> **SUPPLIED DATA**
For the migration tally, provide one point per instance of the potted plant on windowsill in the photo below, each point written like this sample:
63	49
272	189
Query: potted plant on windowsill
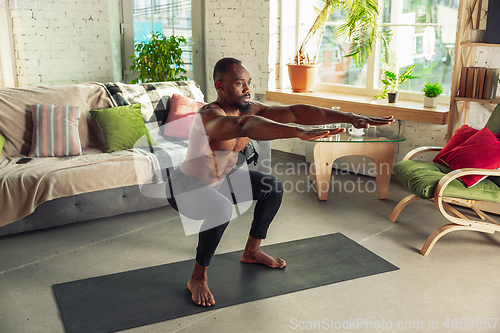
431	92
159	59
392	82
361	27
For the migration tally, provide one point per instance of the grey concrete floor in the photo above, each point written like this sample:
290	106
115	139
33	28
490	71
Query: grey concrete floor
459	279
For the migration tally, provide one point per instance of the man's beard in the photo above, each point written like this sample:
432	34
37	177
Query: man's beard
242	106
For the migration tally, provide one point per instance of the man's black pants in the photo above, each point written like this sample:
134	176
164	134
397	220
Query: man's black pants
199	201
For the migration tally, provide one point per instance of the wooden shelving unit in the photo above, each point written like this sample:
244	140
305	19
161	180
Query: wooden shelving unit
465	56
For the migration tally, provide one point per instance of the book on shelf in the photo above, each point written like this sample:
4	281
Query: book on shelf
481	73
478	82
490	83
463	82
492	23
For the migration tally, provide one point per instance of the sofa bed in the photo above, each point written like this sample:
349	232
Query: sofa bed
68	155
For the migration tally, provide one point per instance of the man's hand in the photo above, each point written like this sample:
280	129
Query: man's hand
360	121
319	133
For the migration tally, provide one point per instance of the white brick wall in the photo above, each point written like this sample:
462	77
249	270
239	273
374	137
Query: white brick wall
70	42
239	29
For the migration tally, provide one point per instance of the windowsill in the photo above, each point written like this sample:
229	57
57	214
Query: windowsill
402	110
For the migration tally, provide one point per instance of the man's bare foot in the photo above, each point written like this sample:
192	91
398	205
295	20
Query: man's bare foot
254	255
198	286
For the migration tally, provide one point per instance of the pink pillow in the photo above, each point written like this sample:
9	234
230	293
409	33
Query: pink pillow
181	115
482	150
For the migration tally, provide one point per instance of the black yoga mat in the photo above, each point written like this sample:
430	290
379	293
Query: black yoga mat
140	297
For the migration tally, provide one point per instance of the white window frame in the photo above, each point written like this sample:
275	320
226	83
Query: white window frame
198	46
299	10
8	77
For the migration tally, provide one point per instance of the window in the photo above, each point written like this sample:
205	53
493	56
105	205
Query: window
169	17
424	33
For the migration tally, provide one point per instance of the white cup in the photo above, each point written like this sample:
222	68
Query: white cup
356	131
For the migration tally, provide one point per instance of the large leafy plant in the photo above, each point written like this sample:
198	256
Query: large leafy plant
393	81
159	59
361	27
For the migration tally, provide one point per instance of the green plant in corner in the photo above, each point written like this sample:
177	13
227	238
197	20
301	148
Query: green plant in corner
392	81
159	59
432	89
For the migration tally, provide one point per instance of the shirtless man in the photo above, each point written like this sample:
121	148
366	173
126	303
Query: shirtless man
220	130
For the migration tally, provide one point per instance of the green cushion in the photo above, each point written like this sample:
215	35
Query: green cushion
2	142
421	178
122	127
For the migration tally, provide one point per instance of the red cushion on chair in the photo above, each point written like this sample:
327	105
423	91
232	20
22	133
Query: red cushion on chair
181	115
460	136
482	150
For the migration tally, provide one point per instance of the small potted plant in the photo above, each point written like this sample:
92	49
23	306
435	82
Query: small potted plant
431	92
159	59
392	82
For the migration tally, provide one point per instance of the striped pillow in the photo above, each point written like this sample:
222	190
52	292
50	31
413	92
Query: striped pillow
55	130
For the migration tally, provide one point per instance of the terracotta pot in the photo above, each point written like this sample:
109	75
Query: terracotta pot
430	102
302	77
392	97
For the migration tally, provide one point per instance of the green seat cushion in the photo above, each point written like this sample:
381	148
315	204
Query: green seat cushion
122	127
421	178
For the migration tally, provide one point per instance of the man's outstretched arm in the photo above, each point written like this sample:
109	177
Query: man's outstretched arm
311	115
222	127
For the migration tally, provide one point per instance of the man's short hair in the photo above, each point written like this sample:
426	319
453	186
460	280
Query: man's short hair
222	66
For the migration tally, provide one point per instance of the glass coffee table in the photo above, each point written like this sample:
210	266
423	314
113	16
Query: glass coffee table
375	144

> **DESCRIPTION OF THE TASK**
Print all of the rows above verbatim, omitting the pictures.

> **RESULT OF THE TASK**
For the migration tally, provide one point per instance of the potted plant on windowsill in the photo below, each point written like this sample:
63	49
272	189
Query: potted plant on windowsill
431	92
159	59
392	82
361	27
For the migration tally, provide one point per instance of the grey concrete floor in the photo above, each point written like this sample:
290	106
115	139
33	28
490	71
Query: grey concrete floor
459	279
For the migration tally, provide one point per instance of the man's beard in the photo above, each point written like this sample:
432	34
37	177
Query: man's beard
242	106
For the migration tally, provide one point per instance of the man's black pants in the photo above, each point written like this sample:
134	176
164	134
397	220
Query: man's black pants
199	201
For the migration tally, provide one point per instance of the wooden shelving unit in the photo above, each point written like this sample:
244	140
305	19
161	180
Query: wooden shelving unit
465	56
For the migration tally, provide one point per instance of the book on shelf in the photo above, each point written like this sample:
4	281
Query: book on shelf
481	73
478	82
490	83
463	82
492	23
For the migration tally, provide one point per instance of the sofa bed in the photo above, each point written like this sample:
349	232
Query: sofa bed
68	155
For the migration tally, provide one point per instance of the man's hand in the photo above, each point written like this sample:
280	129
Query: man's hand
360	121
319	133
For the migration tally, provide one point per instance of the white brick wall in the photo above, each point written like this sample:
462	77
249	270
239	273
374	137
Query: white brick wall
70	42
239	29
For the migration tally, provide one point per instance of the windowsill in the photo above, each point written like this sample:
229	57
57	214
Query: windowsill
402	110
For the migration tally, provide one point per instance of the man's bare foot in the photo above, each point written like this sample:
192	91
398	205
295	20
Query: man's bare foot
254	255
198	286
For the migration tally, provide one point per instance of the pink pillow in the photo above, each point written like this sample:
9	234
230	293
409	33
Query: pink pillow
181	115
482	150
For the migration tally, provide one point per instance of the black yoga mat in the photo above, each point written like this sample:
430	290
379	293
Query: black yoga mat
140	297
For the migration tally, provide one point per instance of the white window frame in the photo above, each point written like this sample:
275	320
226	83
Query: white window frame
198	46
299	10
8	77
For the migration tally, provide one point per instance of the window in the photo above, each point written like this sample:
205	53
493	56
105	205
Query: window
169	17
424	33
For the migration tally, provide one point per instance of the white cup in the photo above, each point written like this sample:
222	68
Query: white cup
356	131
For the migration tally, provide one point per instance of the large leafy plant in the photo above, each point written like this sample:
198	256
Query: large leafy plant
393	81
159	59
361	27
For the migration tally, provide one point per instance of the green plant in corner in the photo above, each point written like this sample:
177	13
227	238
197	20
301	148
Query: green plant in corner
392	81
159	59
432	89
For the migration tally, provide one point per instance of the shirtless man in the photo above, each point written like this sample:
121	148
366	173
126	303
Query: shirtless man
220	130
For the migration tally, provide one point per instance of the green cushion in the photo above, each point written like this sample:
215	35
Query: green cushion
2	142
421	178
122	127
For the migration tally, provide one point per instance of the red cushion on chair in the photo above, each point written like this sample:
327	105
423	91
232	20
22	133
Query: red cushion on chair
181	115
460	136
482	150
For the migration tally, provide one point per instance of the small potted plant in the photo above, each point written like this sample:
92	49
23	306
435	82
Query: small potted plant
431	92
159	59
392	82
For the migration tally, provide one point per instance of the striped pillow in the photo above, each point written like this sample:
222	190
52	292
50	31
413	92
Query: striped pillow
55	130
For the migration tally, provide one point per instance of the terracotta pot in the photo above, each point written like this sample:
109	75
Query: terracotta pot
430	102
302	77
392	97
For the migration tally, provide one point per instance of the green seat cushion in the photo above, each point written like this sample:
381	148
315	204
Query: green seat cushion
122	127
421	178
For the migration tally, provide one point per instance of the man's outstretched arm in the photo above, each point written like this sample:
109	177
Query: man's outstretched arm
311	115
222	127
For the migration tally, provide one point per instance of the man's short hair in the photo above, each point written like this sample:
426	319
453	186
460	280
Query: man's short hair
222	66
For the migration tally, provide one point per instance of the glass coffee table in the photo above, each point written like this sample:
210	266
423	314
113	16
Query: glass coffee table
375	144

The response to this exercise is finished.